→ **課題一覧**:
1) 憲法記念日の朝日新聞社説を批判する文章で、筆者が「気分やスタイルの問題みたいな雰囲気」に代わる定型の書き方として挙げている表現は何ですか。
2) 憲法記念日の朝日新聞社説を批判する文章の続きを、最後の文の次から書いてください。

→ **本文抜粋**:
酔夢ingVOICElog別館 などで扱われているので、遅れ馳せながら弊blogでもを取り扱ってみる。憲法記念日朝日の社説 今週中には消えてしまうので、まあ未読のかたは読んで慨嘆して欲しい。


--引用--
「あなたは改憲ですか、護憲ですか」と街頭インタビューで聞かれた30代の男性は「どっちかって言うと改憲な感じです」と答えた。

 憲法をゼミで学ぶ大学生はこう言った。「護憲ってダサいし、就職にも不利っぽいかも」

 憲法といえば、かつては思想や民主主義をめぐる路線がぶつかりあう硬いテーマだった。ところが最近は気分やスタイルの問題みたいな雰囲気が漂う。
--引用終--


 まず、何処がやった街頭インタビューなのだろうかが気になる。新聞社かテレビ局か雑誌かによってインタビューイの反応は異なるだろうし、テレビ局でもNHK総合とフジテレビでは、フジテレビでもスマスマと報道2001ではやはり異なる反応が得られるだろう。その上、インタビューイにしてもその答にしても、昼間の丸の内などと、夜の神田などでは必然的に異なってくる。ましてテレビでも新聞でも、編集者が望むセンセーショナルな回答の部分だけを切り張りして使っている場合が少なくない。
 そうした経緯を明らかにせずに「かつては思想や民主主義をめぐる路線がぶつかりあう硬いテーマだった。ところが最近は気分やスタイルの問題みたいな雰囲気が漂う」と書くのは、悪質な印象操作と言うほかない。しかも「気分やスタイルの問題みたいな雰囲気」を漂わせているのは上記のように改憲派のほうだという印象操作にすらあるのではないか。まるで「(護憲派が多かった)かつては(中略)硬い(=真面目な)テーマだった」とでも言いたげだ。実際は政権を取ったら自衛隊を認めた旧社会党みたいな手合こそ、「気分やスタイルの問題」で反自衛隊を語っていたのだというのに。
 だいたい全国紙の社説に「気分やスタイルの問題みたいな雰囲気」と書くのは文章として妥当なのだろうか。「気分やスタイルの問題であるかのような雰囲気」とでも記すのが定型というやつではないのかね。こんなんでよく「受験に朝日」などと臆面もなく言えたものである。それから学生も学生だ。そもそも採用の場で護憲か改憲かなど訊かれない。訊くようなDQN企業は社会に訴えて指弾したほうがいい。就職に護憲も改憲もないのである。憲法をゼミで学ぶとは法科か政治学科あたりだろうが、ちょっと足りないんじゃないかね、この学生は。まあ、この“インタビュー”が捏造ではなかったとしての話だが。

→ **資料一覧**:
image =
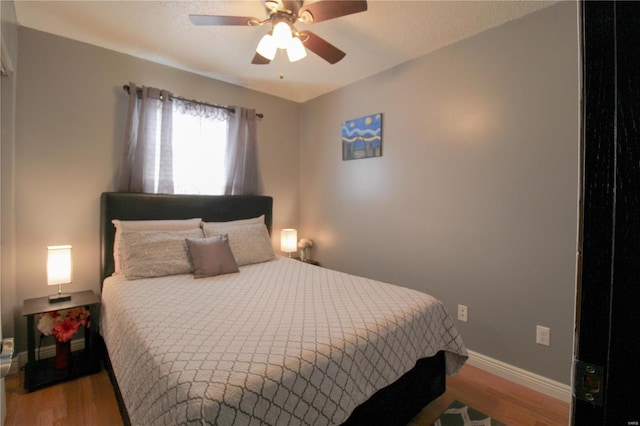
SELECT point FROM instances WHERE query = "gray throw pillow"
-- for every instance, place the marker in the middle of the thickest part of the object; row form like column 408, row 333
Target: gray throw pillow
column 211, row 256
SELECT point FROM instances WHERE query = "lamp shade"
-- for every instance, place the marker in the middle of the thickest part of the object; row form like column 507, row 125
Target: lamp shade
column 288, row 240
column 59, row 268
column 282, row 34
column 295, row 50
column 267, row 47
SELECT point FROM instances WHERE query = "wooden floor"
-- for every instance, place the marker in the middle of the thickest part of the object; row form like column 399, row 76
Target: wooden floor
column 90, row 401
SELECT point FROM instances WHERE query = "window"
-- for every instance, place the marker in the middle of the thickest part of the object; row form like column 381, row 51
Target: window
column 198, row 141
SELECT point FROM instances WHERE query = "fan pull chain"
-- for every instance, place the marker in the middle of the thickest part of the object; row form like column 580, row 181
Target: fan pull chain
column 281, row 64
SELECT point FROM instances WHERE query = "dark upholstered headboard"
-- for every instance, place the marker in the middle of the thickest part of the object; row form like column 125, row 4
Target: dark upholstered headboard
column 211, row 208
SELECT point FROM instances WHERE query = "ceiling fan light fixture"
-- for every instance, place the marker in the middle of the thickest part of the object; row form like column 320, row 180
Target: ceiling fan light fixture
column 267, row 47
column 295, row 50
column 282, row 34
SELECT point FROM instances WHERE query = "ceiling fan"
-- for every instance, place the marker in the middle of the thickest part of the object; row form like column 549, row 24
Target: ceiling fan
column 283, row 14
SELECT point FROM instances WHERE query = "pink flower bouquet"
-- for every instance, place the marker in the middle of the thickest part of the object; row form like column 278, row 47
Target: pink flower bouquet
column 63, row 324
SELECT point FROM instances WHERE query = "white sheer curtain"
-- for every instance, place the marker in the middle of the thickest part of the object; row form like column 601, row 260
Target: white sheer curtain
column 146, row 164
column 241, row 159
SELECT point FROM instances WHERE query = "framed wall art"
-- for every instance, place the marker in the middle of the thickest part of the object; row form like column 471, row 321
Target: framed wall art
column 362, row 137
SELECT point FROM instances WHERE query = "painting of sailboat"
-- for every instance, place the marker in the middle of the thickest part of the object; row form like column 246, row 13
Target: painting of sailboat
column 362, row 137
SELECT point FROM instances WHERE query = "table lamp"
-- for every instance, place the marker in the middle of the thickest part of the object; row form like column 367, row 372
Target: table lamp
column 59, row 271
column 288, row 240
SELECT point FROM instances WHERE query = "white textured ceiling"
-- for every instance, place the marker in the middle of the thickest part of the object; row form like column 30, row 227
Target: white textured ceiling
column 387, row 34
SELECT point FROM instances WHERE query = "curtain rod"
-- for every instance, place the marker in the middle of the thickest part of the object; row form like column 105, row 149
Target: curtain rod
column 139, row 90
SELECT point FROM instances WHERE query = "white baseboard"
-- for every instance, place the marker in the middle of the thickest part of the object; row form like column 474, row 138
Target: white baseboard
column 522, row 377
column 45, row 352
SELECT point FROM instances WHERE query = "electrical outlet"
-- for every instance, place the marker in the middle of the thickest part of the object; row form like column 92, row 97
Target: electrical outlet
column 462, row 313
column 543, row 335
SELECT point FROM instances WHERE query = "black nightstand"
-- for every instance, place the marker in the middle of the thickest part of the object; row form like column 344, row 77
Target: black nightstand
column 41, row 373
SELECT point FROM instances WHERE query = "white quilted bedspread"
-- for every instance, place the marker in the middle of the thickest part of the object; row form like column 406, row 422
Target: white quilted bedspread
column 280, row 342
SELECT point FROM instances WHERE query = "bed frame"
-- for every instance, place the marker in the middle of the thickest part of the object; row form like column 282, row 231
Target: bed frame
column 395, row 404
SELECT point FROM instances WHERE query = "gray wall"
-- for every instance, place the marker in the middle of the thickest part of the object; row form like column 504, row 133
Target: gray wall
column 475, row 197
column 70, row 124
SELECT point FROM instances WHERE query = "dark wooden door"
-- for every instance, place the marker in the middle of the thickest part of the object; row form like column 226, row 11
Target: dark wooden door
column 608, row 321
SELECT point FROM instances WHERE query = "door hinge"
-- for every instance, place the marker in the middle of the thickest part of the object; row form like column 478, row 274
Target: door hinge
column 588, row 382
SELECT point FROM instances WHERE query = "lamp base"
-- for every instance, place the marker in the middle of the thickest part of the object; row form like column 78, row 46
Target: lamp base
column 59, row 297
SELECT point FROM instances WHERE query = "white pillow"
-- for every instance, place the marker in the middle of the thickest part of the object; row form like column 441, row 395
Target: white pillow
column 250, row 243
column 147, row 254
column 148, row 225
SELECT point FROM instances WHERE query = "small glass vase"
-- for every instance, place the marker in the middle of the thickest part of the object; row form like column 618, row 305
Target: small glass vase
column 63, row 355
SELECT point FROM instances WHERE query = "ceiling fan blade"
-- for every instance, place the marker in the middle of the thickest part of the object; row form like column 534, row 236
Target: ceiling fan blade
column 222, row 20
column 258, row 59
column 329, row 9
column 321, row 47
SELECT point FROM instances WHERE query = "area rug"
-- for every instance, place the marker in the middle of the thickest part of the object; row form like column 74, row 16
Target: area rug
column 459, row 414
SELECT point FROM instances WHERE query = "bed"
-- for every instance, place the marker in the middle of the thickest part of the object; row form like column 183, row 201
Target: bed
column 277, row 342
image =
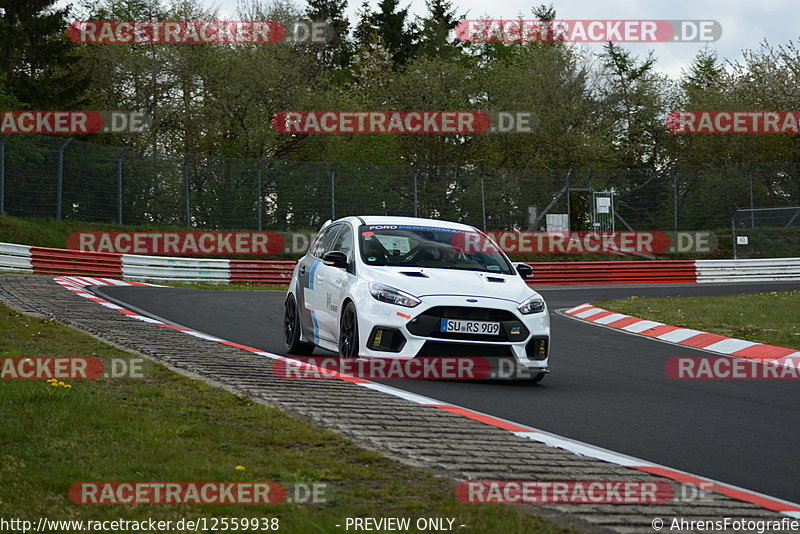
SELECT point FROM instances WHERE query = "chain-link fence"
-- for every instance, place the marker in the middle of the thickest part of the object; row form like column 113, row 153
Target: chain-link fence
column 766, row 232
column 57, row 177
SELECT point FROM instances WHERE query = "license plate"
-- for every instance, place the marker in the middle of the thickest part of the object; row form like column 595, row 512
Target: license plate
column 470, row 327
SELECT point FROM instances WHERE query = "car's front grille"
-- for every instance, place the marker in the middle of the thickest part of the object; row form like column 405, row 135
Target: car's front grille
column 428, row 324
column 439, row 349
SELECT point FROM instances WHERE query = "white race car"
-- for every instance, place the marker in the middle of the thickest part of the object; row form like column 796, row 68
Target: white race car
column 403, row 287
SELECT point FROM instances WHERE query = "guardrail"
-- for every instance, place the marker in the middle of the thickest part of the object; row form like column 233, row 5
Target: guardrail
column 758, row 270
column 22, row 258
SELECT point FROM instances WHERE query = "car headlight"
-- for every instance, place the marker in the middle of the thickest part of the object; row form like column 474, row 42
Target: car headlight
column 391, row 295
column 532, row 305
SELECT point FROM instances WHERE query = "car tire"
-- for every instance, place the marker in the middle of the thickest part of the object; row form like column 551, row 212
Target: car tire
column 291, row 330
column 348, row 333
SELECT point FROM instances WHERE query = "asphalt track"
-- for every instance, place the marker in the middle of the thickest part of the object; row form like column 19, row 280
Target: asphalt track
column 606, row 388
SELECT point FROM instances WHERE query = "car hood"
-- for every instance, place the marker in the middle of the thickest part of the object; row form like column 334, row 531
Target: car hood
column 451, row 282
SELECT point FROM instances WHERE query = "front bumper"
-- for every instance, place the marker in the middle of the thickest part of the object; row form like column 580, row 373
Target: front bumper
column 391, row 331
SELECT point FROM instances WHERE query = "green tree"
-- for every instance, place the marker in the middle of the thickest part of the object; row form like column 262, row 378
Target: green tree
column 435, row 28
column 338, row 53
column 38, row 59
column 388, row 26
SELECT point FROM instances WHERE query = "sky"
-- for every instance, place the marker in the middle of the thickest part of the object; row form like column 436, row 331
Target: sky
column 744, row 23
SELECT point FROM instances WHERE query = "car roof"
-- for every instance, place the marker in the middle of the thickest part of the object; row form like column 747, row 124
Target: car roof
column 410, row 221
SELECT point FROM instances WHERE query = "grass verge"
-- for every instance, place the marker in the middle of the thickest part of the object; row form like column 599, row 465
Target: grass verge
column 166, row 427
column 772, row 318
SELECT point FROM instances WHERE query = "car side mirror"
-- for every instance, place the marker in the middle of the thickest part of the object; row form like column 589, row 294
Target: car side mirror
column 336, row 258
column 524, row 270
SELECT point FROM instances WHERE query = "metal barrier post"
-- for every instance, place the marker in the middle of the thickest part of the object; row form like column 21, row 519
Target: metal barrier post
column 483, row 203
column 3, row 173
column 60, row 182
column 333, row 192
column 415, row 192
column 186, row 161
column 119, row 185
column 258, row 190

...

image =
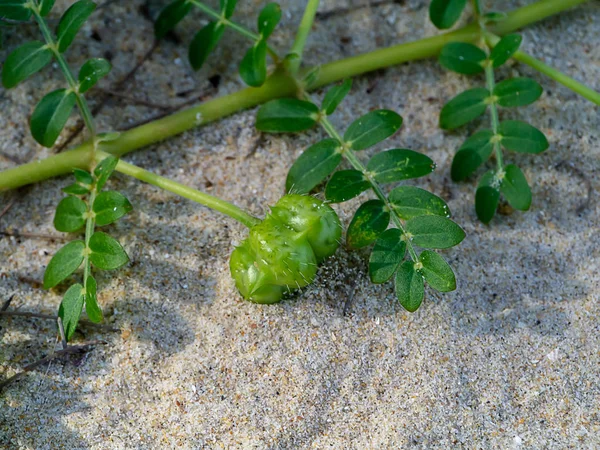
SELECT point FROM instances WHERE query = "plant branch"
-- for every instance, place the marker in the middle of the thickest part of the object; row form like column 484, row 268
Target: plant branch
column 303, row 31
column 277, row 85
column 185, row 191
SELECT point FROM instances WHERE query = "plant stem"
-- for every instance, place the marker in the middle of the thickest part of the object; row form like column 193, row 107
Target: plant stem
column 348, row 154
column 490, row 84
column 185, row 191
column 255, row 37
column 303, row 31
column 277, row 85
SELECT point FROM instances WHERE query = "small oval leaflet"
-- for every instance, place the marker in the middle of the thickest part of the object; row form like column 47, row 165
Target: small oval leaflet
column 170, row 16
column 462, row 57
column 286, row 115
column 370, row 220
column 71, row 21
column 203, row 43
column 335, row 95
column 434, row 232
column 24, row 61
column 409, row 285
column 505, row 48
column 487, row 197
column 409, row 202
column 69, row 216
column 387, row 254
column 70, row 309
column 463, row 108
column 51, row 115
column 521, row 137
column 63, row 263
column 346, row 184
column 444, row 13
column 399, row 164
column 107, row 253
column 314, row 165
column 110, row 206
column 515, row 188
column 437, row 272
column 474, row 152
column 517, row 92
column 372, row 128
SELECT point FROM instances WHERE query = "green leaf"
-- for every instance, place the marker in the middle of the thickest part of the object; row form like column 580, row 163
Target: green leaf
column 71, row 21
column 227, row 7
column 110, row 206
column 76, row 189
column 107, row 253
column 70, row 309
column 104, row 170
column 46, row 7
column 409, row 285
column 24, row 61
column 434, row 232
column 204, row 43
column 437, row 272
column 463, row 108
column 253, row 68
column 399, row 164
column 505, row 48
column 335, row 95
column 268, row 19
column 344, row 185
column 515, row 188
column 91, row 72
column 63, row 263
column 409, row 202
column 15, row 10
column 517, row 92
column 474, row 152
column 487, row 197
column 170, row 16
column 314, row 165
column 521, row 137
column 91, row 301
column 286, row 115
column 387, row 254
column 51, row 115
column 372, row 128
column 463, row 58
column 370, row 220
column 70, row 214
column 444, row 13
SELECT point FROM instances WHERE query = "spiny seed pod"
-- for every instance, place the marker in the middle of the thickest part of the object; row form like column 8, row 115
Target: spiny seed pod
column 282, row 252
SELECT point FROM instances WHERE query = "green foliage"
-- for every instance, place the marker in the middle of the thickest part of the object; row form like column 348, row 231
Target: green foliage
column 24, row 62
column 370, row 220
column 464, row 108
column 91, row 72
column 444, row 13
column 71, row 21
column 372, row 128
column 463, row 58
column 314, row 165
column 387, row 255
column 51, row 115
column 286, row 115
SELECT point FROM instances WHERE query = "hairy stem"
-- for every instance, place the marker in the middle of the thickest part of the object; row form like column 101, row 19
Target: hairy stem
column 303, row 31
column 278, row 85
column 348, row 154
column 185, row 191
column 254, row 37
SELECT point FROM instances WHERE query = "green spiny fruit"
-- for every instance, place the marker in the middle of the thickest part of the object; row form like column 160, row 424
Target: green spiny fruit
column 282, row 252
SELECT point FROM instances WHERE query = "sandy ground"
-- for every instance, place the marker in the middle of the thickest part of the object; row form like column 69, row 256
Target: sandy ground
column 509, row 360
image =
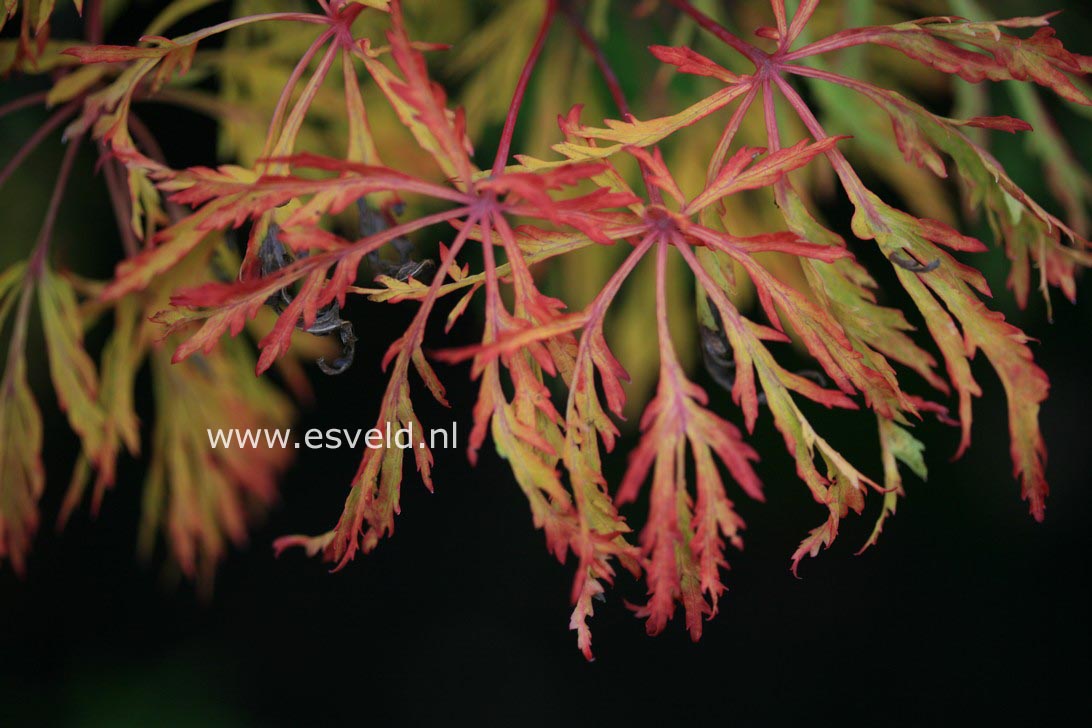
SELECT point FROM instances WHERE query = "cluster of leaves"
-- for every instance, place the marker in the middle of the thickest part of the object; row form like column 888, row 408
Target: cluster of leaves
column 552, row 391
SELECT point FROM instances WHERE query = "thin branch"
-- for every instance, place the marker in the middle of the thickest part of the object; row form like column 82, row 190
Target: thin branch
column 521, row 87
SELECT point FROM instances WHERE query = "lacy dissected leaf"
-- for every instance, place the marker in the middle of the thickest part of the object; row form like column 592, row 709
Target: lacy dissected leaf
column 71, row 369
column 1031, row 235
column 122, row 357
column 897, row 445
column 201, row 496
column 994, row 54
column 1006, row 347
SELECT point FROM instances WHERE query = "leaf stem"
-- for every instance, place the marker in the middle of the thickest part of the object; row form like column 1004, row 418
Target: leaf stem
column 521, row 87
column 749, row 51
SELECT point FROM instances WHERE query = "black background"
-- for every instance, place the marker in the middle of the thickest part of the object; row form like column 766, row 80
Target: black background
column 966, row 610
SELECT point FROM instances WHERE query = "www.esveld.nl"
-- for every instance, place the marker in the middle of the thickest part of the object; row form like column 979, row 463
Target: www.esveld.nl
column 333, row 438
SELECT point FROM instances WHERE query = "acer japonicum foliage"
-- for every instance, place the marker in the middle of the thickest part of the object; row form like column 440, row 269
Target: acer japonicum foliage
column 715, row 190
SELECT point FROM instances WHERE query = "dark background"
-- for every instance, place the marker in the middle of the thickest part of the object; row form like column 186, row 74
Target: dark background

→ **課題ごとの回答**:
1) 「気分やスタイルの問題であるかのような雰囲気」です。

2)
 改憲と言えば九条がすぐ引き合いに出されるが、なぜ九章(憲法改正の手続き)を問題にしないのだろうか。硬性憲法がそんなに素晴らしいと思っているのだろうか。硬性憲法のアメリカは、修正条項で実質的な改憲を行っている。日本も改憲にせよ修正条項の付加にせよ、もっと容易にできるよう(少なくとも憲法修正の法案提出ぐらいは大騒ぎせずとも済むよう)修正すべきではないのか。
 「旧西ドイツは戦後10年ほどの間に憲法を改め、再軍備に踏み切った。東西冷戦の最前線に位置し、西側陣営の圧力があってのことだが、それには徹底したナチスの断罪と隣国との和解が大前提だった。」とある。兵役拒否制度こそあるものの徴兵制まで敷いていて、日本に比べたら「やる気マンマン」のドイツを辯護するために必死だなとしか言い様がない。ポーランドの議会でドイツの「戦争賠償の請求決議」(ユダヤ人などの殺害ではなく)が決議されたという話 は、他ならぬ朝日が去年の十月に報道した事なんだがね。半年経ったという名目を良いことに、都合良くその記事をwebから消してしまったようだが。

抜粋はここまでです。